━━ Study text ━━
By Carol Zimmermann
Catholic News Service
WASHINGTON (CNS) — The U.S. Supreme Court, with just weeks to go in its current term, has yet to release major decisions on two issues of concern to the Catholic Church: immigration and abortion.
The immigration ruling will determine the legal status of more than 4 million people who are currently protected from deportation by President Barack Obama’s executive actions on immigration policy, actions that have been challenged by 26 states.
At issue in United States v. Texas, argued before the court in April, are Obama’s 2014 expansion of a 2012 program known as Deferred Action for Childhood Arrivals, or DACA, and creation of the Deferred Action for Parents of Americans and Lawful Permanent Residents, known as DAPA.
The programs had been put on hold last November by the 5th U.S. Circuit Court of Appeals in New Orleans, upholding a Texas-based federal judge’s injunction against the executive actions.
The states suing the federal government claim the president went too far and was not just putting a temporary block on deportations, but giving immigrants in the country without legal permission a "lawful presence" that enables them to qualify for Social Security and Medicare benefits.
━━━
Tasks and exercises:
1. Answer these questions from the Supreme Court report, one line each:
(a) How many states have challenged the president's executive actions on immigration?
(b) Which court put the programs on hold last November?
(c) In what month was United States v. Texas argued before the court?
2. Continue the Supreme Court report after its final sentence.
The rows are separate material, unrelated to the Supreme Court report.
━━ Data records ━━
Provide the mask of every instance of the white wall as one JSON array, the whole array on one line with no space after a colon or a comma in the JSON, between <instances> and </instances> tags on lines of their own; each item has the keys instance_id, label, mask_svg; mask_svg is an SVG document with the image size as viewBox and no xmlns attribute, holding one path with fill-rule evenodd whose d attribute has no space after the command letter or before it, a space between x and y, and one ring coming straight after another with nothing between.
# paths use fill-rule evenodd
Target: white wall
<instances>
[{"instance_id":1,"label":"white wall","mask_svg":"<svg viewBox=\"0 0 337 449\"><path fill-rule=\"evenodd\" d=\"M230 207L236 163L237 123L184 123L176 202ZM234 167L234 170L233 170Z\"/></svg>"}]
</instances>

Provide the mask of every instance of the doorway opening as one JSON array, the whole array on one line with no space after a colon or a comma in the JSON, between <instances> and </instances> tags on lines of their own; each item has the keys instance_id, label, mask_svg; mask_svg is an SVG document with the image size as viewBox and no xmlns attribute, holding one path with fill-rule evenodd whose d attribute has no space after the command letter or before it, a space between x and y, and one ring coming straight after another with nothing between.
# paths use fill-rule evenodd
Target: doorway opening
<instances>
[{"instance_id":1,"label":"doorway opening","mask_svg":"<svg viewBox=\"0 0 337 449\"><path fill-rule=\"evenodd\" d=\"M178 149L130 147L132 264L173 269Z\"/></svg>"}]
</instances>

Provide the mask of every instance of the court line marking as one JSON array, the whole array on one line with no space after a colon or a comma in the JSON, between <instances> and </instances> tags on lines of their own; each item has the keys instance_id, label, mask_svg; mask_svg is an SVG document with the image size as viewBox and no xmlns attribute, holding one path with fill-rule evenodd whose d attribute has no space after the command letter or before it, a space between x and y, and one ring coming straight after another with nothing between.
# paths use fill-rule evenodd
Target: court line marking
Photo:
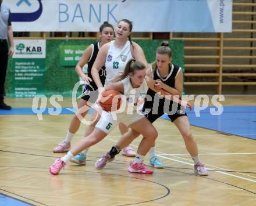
━━━
Answers to the problems:
1.
(a) 26 states.
(b) The 5th U.S. Circuit Court of Appeals in New Orleans.
(c) April.

2.
U.S. Solicitor General Donald B. Verrilli Jr., defending the government, said the "pressing human concern" was to avoid breaking up families of U.S. citizen children, something echoed by the U.S. Conference of Catholic Bishops, Catholic Legal Immigration Network Inc., or CLINIC, and at least three Catholic colleges, which joined in a brief with more than 75 education and children’s advocacy organizations.
If the court’s decision is a 4-4 split, it would leave in place the appeals court ruling blocking the Obama administration’s plan.
In a recent update to the case, U.S. District Judge Andrew S. Hanen of Brownsville, Texas, June 7 postponed a sweeping order he issued in May that would have required that Department of Justice lawyers working on the case to attend ethics courses.
The judge gave no explanation for the revised order and simply delayed it until Aug. 22 when he will hold a status conference. Scotusblog.com, a blog on the U.S. Supreme Court, noted that his action clears the way for the court to rule on immigration policy without a distraction.
The other major case awaiting a court decision concerns abortion clinics. In March, the court heard oral arguments in its first abortion case in nine years: Whole Woman’s Health v. Hellerstedt. The case is a challenge by Texas abortion clinics to a 2013 state law that requires them to comply with standards of ambulatory surgical centers and their doctors to have admitting privileges at local hospitals.
Opponents of the law say its requirements are aimed at closing abortion clinics and have created an "undue burden" on women who want an abortion; the state maintains the law is protecting women’s health.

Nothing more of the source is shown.